## [Aim of the task]
The data follows this line. Copy verbatim the line with "ground, that would be most helpful." and each line after it to the end.

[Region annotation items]
--------------------------------
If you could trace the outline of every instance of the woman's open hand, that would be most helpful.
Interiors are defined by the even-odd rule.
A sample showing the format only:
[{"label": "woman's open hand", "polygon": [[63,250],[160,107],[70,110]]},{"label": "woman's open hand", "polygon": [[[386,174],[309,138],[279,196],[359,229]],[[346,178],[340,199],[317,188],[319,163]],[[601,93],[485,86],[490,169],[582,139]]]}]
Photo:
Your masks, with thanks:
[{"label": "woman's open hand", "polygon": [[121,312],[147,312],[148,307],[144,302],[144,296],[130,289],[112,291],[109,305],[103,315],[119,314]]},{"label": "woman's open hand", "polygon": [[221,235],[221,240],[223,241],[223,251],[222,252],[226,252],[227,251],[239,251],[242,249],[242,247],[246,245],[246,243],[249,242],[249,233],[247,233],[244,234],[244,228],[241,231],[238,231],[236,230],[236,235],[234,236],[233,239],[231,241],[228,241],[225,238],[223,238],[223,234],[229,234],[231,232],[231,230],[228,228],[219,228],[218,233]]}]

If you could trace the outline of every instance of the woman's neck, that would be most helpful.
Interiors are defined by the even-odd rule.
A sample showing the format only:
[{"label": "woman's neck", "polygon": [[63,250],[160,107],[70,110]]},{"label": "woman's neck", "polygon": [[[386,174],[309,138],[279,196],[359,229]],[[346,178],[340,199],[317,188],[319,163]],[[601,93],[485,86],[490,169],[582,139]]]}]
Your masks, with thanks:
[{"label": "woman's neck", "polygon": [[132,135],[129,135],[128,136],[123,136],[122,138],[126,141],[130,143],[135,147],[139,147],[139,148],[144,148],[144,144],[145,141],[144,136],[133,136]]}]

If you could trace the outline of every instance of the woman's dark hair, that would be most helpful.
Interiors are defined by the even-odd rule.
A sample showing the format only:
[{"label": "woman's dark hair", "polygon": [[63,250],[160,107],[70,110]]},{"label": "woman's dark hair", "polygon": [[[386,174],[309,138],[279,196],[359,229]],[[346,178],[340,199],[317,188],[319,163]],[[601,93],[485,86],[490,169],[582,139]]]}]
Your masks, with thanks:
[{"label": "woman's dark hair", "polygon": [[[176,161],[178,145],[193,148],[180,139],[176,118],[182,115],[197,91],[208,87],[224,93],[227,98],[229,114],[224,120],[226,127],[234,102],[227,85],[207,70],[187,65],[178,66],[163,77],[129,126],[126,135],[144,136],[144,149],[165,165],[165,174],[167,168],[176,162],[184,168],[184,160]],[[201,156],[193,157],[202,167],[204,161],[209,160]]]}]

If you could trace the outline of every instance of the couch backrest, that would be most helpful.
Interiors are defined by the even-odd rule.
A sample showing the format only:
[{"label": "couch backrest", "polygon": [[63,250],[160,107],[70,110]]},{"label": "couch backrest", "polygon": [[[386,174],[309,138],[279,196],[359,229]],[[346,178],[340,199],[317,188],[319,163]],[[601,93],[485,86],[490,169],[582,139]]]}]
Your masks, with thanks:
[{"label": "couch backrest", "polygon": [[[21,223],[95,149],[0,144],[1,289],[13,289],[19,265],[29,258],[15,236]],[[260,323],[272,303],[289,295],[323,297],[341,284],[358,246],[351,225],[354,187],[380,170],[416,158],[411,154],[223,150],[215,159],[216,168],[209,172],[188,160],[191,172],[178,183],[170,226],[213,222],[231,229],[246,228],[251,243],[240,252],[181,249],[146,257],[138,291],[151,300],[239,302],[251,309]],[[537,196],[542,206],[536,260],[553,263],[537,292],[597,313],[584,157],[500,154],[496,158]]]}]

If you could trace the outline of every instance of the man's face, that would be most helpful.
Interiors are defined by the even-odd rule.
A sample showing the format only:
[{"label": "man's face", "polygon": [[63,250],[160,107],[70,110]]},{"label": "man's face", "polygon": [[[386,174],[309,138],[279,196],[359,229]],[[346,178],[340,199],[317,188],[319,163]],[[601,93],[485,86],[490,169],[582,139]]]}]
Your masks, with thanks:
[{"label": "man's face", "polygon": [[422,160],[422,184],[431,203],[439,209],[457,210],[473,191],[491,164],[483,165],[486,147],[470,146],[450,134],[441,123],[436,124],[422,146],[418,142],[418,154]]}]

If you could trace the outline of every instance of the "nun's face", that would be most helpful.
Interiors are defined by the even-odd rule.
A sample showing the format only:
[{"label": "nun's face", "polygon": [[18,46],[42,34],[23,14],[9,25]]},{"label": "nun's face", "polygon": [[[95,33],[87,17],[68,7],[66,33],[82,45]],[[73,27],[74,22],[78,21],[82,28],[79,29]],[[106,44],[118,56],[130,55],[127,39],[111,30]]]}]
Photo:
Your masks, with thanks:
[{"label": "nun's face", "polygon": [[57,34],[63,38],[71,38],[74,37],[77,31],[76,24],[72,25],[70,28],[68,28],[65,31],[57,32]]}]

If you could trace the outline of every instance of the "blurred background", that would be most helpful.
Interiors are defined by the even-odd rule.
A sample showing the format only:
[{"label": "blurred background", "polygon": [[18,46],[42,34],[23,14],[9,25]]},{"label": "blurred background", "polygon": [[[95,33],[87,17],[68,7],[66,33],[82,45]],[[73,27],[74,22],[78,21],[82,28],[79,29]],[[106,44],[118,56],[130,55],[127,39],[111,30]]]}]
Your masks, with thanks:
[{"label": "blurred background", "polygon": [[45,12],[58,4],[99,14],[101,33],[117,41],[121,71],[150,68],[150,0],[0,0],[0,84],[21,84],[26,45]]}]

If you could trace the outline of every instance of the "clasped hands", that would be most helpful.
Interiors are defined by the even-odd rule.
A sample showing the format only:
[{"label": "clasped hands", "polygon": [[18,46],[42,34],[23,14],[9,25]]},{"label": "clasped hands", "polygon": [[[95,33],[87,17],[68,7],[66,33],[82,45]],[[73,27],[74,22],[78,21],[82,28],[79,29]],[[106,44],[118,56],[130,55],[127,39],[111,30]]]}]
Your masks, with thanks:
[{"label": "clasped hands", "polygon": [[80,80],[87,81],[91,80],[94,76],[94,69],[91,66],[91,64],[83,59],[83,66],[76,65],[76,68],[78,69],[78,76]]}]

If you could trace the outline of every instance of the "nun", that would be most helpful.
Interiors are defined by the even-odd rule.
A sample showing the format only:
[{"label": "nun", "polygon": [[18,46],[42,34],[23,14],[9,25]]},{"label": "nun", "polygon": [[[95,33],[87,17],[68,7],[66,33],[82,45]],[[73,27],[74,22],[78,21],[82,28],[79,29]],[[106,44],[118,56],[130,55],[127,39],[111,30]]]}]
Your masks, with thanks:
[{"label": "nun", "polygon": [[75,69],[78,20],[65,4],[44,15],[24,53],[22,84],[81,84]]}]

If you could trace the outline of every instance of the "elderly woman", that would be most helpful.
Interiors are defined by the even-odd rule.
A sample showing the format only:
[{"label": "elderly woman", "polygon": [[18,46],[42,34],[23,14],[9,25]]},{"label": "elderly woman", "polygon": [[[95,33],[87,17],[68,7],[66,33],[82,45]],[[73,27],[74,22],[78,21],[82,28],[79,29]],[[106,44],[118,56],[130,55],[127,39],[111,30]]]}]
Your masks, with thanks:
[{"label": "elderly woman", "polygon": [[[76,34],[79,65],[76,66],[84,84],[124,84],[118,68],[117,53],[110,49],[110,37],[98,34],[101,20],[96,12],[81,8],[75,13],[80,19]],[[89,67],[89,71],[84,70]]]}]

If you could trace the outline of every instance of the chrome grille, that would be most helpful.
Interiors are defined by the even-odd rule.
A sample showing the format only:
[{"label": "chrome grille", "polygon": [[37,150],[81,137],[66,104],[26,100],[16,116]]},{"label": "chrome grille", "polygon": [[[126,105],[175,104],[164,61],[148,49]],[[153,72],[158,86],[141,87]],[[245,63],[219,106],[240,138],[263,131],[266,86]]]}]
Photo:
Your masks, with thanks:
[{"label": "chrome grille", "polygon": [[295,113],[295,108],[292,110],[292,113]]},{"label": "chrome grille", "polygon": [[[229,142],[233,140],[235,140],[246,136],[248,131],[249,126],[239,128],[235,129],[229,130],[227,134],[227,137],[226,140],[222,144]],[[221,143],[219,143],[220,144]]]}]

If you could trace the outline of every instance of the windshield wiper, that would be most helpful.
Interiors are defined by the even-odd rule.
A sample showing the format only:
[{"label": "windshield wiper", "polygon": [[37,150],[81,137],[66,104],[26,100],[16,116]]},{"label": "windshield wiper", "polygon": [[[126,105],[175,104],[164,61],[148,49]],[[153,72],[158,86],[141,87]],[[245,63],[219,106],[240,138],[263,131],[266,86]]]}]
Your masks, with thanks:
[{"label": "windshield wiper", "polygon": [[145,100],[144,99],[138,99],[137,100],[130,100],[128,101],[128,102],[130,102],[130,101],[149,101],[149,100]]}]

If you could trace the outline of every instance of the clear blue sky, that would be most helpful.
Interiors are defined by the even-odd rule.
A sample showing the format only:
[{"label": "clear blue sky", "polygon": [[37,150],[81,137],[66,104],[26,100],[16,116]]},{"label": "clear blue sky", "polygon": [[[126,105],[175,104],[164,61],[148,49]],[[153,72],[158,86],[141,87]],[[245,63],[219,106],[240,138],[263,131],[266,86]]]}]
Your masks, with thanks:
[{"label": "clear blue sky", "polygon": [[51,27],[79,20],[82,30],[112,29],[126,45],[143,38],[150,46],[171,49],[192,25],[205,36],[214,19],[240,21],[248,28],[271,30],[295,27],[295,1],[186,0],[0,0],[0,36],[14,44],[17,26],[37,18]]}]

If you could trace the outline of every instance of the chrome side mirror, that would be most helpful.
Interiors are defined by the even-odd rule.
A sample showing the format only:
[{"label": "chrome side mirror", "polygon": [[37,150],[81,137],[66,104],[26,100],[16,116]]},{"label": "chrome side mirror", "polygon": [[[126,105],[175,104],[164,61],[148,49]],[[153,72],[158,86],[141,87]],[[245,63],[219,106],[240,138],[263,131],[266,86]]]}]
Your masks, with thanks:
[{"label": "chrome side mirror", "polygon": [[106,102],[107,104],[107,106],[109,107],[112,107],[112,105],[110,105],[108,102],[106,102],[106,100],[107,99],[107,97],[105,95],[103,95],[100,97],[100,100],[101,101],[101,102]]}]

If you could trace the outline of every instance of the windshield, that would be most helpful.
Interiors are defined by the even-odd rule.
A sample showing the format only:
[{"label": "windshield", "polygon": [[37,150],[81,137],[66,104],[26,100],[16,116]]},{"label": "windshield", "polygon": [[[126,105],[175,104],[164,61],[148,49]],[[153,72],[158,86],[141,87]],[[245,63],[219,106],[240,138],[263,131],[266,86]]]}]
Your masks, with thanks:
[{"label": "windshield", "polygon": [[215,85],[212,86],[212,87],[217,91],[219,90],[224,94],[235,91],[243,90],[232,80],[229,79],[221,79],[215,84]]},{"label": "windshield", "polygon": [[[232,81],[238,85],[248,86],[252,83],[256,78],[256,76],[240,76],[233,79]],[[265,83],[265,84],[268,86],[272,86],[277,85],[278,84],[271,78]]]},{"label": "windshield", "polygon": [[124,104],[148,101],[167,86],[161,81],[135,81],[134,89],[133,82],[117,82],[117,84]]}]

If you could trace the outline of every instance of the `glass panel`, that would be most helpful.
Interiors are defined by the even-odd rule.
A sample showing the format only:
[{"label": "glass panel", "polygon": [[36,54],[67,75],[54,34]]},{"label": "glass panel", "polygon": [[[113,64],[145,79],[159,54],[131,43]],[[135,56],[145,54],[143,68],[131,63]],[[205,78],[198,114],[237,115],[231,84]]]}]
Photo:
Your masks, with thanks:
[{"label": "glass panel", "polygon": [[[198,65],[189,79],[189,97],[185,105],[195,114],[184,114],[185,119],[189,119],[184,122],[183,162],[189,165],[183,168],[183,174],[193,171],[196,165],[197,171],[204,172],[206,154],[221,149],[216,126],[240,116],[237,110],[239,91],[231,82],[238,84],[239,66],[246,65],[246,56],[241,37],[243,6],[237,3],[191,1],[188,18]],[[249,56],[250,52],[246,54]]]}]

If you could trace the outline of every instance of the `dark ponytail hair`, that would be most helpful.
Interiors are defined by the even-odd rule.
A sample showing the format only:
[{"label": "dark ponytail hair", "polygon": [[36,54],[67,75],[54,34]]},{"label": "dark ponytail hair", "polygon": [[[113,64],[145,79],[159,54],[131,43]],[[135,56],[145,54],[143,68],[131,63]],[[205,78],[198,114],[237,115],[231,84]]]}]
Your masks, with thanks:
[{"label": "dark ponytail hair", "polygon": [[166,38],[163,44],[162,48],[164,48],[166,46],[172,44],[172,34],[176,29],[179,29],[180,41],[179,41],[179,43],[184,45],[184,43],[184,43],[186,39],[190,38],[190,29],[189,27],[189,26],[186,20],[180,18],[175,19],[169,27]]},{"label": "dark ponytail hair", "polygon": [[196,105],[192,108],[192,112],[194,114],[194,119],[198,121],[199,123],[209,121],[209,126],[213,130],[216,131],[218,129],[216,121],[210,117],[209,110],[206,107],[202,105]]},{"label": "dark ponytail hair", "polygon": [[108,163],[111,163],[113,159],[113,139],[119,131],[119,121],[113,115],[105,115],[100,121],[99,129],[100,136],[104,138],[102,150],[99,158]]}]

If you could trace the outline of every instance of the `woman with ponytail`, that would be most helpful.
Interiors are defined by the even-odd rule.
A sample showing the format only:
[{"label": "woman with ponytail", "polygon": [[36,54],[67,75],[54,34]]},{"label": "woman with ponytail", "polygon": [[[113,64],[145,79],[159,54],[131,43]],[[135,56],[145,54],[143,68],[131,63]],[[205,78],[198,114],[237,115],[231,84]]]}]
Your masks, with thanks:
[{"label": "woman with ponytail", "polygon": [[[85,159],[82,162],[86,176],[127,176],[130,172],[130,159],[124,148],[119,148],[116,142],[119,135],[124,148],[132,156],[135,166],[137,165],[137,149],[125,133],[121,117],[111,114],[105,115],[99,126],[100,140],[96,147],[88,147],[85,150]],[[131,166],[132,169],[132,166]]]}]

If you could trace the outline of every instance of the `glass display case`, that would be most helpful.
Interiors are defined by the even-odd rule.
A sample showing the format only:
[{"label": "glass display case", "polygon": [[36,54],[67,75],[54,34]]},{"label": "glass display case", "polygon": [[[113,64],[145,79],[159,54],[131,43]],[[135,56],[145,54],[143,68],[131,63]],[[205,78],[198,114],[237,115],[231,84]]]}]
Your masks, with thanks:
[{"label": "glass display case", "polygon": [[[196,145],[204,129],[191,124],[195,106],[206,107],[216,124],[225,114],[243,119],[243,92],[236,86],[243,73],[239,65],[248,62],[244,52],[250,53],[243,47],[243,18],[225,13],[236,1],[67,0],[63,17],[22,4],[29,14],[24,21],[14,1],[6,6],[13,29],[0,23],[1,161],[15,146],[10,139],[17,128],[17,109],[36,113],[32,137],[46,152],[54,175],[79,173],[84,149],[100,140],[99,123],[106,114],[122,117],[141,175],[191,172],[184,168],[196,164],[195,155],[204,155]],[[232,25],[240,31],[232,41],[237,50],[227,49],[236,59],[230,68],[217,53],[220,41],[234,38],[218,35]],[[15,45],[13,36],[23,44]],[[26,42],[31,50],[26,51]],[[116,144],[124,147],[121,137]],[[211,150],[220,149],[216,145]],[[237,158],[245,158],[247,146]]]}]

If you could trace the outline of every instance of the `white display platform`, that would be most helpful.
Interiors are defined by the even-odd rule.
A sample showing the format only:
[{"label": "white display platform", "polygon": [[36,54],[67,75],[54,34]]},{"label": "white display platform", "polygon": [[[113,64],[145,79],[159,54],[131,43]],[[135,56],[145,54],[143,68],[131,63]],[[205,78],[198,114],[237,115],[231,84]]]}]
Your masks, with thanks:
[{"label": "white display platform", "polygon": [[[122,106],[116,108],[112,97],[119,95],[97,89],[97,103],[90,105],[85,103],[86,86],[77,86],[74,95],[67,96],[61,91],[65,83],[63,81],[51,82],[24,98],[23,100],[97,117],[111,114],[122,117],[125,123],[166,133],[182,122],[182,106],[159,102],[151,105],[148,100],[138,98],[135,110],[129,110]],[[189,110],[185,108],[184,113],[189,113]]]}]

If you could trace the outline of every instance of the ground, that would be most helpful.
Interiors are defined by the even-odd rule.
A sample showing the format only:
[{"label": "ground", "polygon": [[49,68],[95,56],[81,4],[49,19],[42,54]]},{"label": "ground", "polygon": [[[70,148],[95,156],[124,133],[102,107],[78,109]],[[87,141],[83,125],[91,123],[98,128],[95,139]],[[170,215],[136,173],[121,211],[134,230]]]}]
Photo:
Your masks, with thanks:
--------------------------------
## [Exercise answer]
If you could trace the outline of every instance of the ground, that would be most helpful.
Interiors are defined by the even-odd rule.
A sample showing the format only:
[{"label": "ground", "polygon": [[49,68],[95,56],[81,4],[49,19],[42,54]]},{"label": "ground", "polygon": [[[70,148],[95,156],[124,133],[102,107],[78,109]],[[87,141],[83,125],[91,123],[98,128],[95,139]],[[170,215],[136,173],[121,211],[134,230]]]}]
Photo:
Your masks, with thanks:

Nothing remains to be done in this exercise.